-- WORK REQUIRED --
Reproduce each of the following items line for line, omitting the pictures from your reply.

(Bounding box annotation entries)

——

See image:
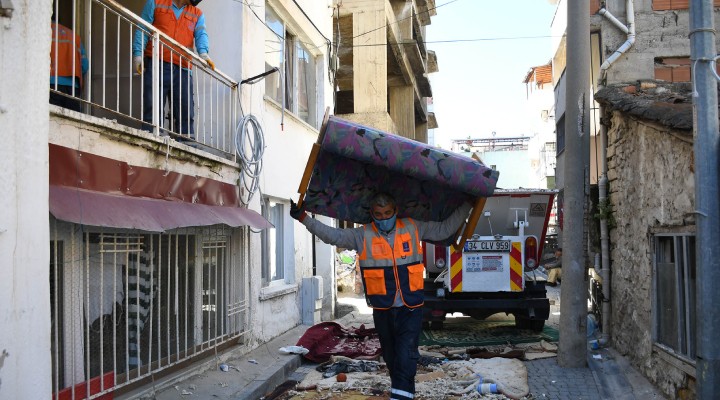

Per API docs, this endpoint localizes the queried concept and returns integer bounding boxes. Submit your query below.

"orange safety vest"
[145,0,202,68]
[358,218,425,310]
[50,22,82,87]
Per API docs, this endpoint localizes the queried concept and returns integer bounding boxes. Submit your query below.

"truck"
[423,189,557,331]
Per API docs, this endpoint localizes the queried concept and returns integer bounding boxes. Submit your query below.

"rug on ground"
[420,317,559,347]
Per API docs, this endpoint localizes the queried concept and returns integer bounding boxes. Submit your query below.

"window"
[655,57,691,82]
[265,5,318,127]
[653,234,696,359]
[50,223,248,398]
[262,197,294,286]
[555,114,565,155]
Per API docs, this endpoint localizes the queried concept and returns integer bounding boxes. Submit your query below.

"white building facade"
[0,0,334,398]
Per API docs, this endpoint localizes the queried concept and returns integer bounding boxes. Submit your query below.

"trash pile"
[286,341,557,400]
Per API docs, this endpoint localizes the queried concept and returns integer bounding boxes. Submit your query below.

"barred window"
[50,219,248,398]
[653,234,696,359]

——

-- RESULT OF THIS TASK --
See image:

Per API docs, this endpoint localizes the queried concept and returns integer bounding boxes. Submit your query below.

"orange safety vest"
[145,0,202,68]
[358,218,425,310]
[50,22,82,87]
Per API docs, this endpoint localizes the queried concept and returns integer bounding boxes. Submit your query below.

"truck"
[423,189,557,331]
Per API docs, this endpoint localizes the queried concept and returns integer bounding boxes. Submit your query below.

"rug on ground"
[420,317,559,347]
Per API docs, this endpoint localizes the queried concept and returns integer bounding boxes. Submit your query below.

"window"
[655,57,691,82]
[265,5,318,127]
[653,234,696,359]
[50,223,248,398]
[262,197,294,286]
[555,114,565,155]
Per API docs, this endpoint localizes the queried concept and returns integer bounding boxes. Submit your query below.

"white building facade"
[0,0,334,398]
Per API docs, this endpoint localizes the queried concept and returns integer bounding boxes. Submit your query below.

"trash pile"
[286,341,557,400]
Per API docs, this endpoint localizes the queried concept and returns integer bounding boxes. Submit your query below.

"barred window"
[50,219,248,398]
[653,234,696,359]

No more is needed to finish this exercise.